Text under study
········

Cambridge, UK. April 8, 2013 – The Weightless SIG (special interest group) has ratified version 1.0 of a communications standard covering machine-to-machine (M2M) use of TV’s white space wireless spectrum.
Around the world many TV channels are left vacant in most locations; this ‘white space’ is the unused or under-used parts of the wireless broadcast spectrum. ‘Weightless’ technology initially opens up these channels and will also allow under-used frequencies within other UHF licensed and unlicensed bands to be used more efficiently for wireless communication.
The Weightless standard, optimised for machines and in development for more than two years with a group of industry leaders, now runs to over 600 pages and offers transformational competitive advantages over legacy technologies. Low cost terminal hardware and licence-free frequency spectrum provides ground-breaking cost savings comparable with PAN technologies such as Bluetooth.
Ultra low power consumption allows operation of battery powered terminals utilising single primary cells for periods of more than 10 years and high quality low frequency spectrum exhibits excellent signal propagation characteristics yielding ubiquitous coverage through superior range and in-building penetration.
“We are delighted to have reached this seminal moment for machine communications – a tipping point for the industry,” commented Professor William Webb, CEO of the Weightless SIG, adding, “this technology can uniquely enable the tens of billions of connections forecasted over the next decade”.
At the terminal level data rates from 1kbit/s to 10Mbit/s are possible depending on link budget and data packet sizes from 10 bytes and no upper limit with an extremely low overhead are possible – for example, 50 byte packets have less than 20% overhead. Acknowledged and unacknowledged message transmission modes are supported and multicast call capability allows messages to be sent to multiple devices.
Interrupt capability allows devices to raise alarms for specific events such as power outage. Service provision layering enables worldwide contracts and automated change of network provider capabilities. Terminals can run multiple applications and mobility is fully supported. A secure 128-bit encryption and authentication model based on a shared secret key is provided. Extremely low complexity terminal architecture enables low cost implementation using minimal memory and processor power to further extend battery life.

········

Check your understanding
1) In the Weightless announcement, how long can battery-powered terminals run on single primary cells?
2) Carry on writing the Weightless announcement from its final sentence.
The lines after this are separate material and are unrelated to the Weightless announcement.

[Point localization data]
········

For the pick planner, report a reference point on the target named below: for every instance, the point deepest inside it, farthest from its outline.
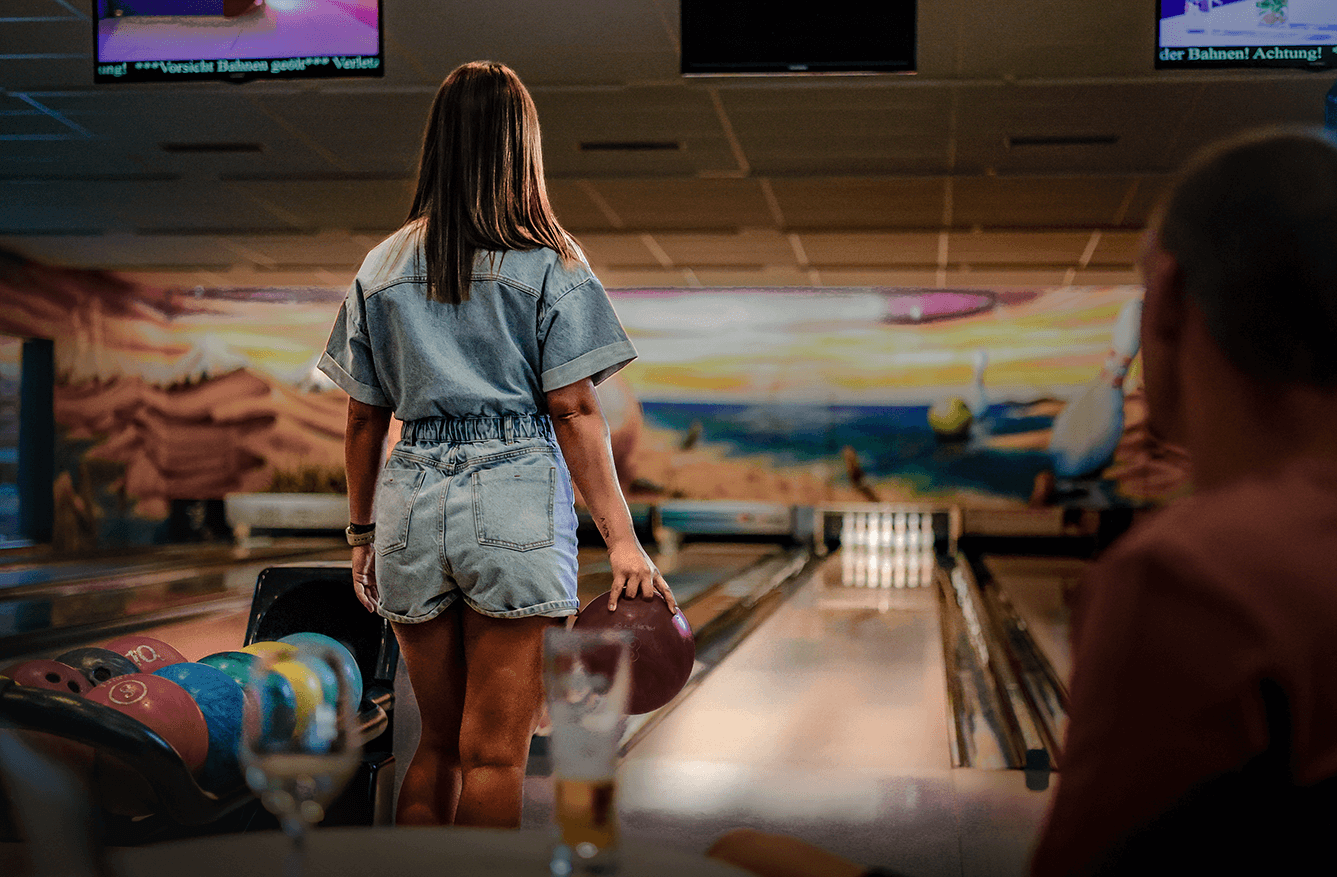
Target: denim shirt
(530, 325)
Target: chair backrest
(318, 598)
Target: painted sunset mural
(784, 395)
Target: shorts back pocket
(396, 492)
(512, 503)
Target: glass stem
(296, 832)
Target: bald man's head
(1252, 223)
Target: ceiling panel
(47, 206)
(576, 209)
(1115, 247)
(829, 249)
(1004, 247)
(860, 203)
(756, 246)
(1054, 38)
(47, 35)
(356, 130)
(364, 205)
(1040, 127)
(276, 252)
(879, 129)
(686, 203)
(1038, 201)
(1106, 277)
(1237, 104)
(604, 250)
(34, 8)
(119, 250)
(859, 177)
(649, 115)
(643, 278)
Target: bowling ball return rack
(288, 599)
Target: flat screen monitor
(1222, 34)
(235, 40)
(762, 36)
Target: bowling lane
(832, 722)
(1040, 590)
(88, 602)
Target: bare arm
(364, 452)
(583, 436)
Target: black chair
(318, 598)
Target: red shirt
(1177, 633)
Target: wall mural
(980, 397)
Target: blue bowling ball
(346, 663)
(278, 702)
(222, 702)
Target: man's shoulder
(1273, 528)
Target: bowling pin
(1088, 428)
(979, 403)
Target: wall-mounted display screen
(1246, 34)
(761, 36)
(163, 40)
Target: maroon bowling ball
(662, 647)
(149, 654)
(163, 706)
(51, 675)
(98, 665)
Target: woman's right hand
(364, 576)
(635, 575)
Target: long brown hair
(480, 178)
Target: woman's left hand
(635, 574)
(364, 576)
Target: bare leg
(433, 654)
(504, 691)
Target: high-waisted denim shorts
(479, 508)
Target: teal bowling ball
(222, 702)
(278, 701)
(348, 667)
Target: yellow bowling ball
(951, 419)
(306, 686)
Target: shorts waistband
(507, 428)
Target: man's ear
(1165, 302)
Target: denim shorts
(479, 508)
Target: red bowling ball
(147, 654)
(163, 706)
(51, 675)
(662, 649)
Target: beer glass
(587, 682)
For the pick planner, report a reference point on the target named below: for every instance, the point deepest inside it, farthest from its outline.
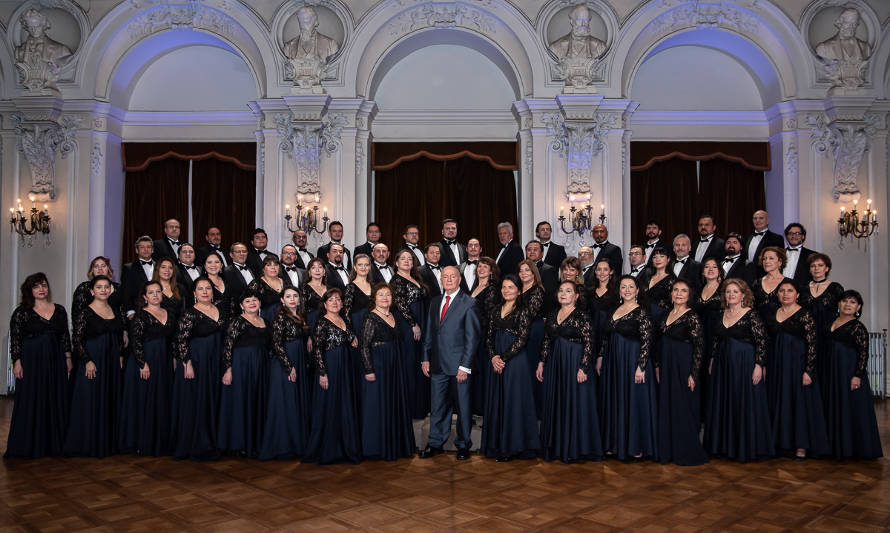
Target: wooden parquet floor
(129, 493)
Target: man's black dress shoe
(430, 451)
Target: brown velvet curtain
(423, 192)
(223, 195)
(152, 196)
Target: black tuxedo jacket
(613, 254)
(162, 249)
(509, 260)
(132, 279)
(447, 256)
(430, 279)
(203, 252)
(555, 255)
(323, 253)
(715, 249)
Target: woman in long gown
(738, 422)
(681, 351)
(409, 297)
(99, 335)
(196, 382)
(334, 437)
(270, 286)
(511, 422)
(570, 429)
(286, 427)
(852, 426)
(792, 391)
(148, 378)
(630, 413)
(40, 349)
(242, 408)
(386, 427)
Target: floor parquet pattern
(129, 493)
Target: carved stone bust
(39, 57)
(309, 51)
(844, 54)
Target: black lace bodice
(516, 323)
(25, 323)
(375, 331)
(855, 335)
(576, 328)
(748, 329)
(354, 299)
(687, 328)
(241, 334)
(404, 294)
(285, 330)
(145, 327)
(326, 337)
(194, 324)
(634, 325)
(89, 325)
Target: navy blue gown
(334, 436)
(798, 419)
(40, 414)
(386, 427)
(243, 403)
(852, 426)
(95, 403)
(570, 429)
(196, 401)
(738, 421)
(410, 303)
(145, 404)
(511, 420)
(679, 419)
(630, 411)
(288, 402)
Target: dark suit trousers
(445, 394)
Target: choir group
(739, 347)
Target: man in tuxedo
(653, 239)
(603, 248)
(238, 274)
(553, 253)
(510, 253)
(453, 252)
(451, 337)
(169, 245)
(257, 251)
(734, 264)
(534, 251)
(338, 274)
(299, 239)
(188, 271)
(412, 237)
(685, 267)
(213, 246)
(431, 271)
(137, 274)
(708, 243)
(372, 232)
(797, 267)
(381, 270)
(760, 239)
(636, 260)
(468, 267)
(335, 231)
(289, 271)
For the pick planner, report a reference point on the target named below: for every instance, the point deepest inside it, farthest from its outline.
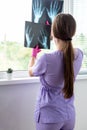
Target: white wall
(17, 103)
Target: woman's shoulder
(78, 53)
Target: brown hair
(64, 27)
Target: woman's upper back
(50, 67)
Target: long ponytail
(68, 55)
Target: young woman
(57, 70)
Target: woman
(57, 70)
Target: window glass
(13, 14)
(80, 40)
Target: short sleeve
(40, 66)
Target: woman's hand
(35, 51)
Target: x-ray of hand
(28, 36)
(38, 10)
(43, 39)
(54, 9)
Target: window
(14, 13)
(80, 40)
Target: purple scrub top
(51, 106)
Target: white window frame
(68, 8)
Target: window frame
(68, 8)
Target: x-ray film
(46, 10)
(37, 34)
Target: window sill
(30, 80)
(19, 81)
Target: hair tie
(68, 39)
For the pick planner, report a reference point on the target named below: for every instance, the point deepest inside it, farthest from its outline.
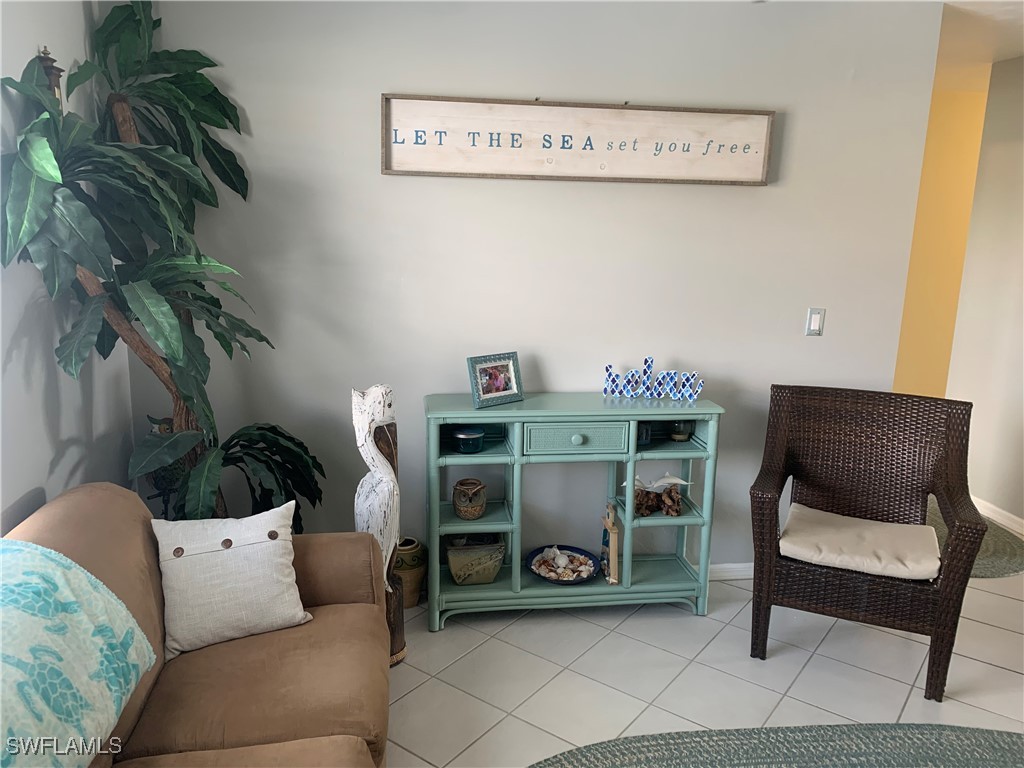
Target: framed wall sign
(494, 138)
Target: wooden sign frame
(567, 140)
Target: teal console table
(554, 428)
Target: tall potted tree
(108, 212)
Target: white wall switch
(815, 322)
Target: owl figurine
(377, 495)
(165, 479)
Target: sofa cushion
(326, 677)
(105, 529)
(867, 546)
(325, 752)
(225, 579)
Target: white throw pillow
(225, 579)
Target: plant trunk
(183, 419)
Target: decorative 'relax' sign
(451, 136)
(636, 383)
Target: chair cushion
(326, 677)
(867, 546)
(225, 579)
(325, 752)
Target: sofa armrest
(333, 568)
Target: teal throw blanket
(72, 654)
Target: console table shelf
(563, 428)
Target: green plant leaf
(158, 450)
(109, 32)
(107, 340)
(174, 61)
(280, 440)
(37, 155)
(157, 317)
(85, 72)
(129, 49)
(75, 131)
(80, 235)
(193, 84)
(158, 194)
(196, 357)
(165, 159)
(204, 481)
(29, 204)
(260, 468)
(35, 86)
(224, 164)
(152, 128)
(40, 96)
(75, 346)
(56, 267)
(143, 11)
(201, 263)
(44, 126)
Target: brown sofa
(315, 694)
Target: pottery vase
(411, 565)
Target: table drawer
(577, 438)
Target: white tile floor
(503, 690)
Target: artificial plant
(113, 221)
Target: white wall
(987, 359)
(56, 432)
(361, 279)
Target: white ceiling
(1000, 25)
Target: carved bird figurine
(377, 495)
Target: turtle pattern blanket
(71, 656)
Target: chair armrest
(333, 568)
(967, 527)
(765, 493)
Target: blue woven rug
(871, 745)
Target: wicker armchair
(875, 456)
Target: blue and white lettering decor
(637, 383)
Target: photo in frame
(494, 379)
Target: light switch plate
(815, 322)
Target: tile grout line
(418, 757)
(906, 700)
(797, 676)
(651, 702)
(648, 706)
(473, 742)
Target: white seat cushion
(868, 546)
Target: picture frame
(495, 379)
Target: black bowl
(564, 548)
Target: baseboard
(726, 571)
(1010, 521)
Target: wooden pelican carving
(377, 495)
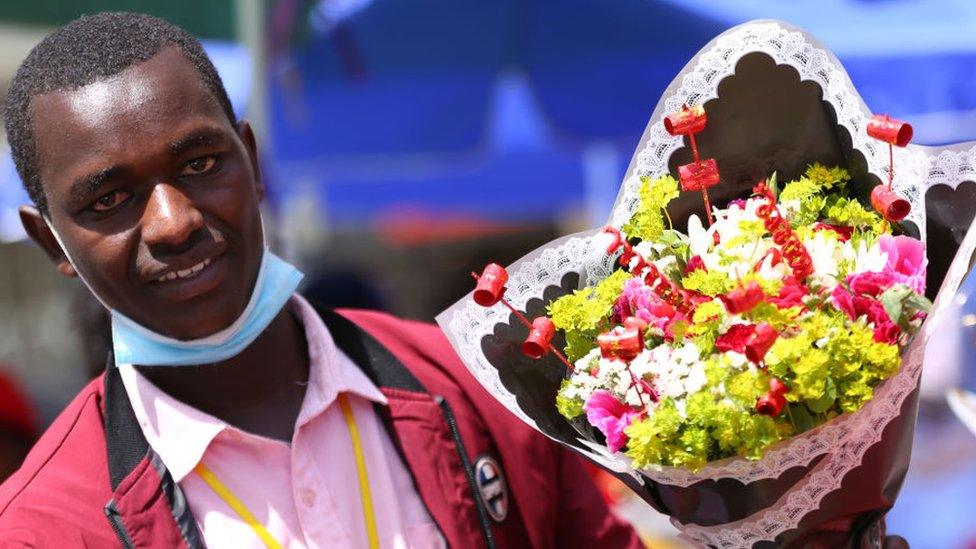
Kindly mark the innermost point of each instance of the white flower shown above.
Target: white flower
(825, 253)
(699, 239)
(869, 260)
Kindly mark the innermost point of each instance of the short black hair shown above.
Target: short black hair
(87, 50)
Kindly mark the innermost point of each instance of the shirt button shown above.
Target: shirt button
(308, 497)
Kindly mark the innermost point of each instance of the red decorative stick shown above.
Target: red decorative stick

········

Task-by-task answers
1) More than 10 years.

2)
At the network level careful scheduling enables transmissions to be planned in advance resulting in high loading efficiency and both frequency-hopping and intelligent frequency planning maximise throughput on congested networks. An extremely wide range of modulation schemes and spreading factors provides flexibility in network design enabling 5km coverage to indoor terminals. The entire core network is run as a software service and can be cloud-hosted. Ultra low out-of-band emissions through waveform shaping maximises white space bandwidth availability and licence-free spectrum significantly reduces network costs.
Modulation methods from 16-QAM to differential BPSK coupled with spreading codes up to 1024 enable an extremely wide range of link budgets to be configured. Downlink single carrier modulation of 6MHz bandwidth and uplink FDMA channels using 16 interweaved channels for the Americas and 8MHz bandwidth downlink and uplink narrowband FDMA channels using 24 parallel 128kbit/s channels for rest of the world enables truly global operation.
Time Division Duplex (TDD) is used with flexible uplink/downlink boundaries on a frame-by-frame and per base station basis enabling dynamic balancing of uplink and downlink traffic. Error detection and correction with packet re-transmission capability is built in and terminal sleep modes are fully integrated into the system design.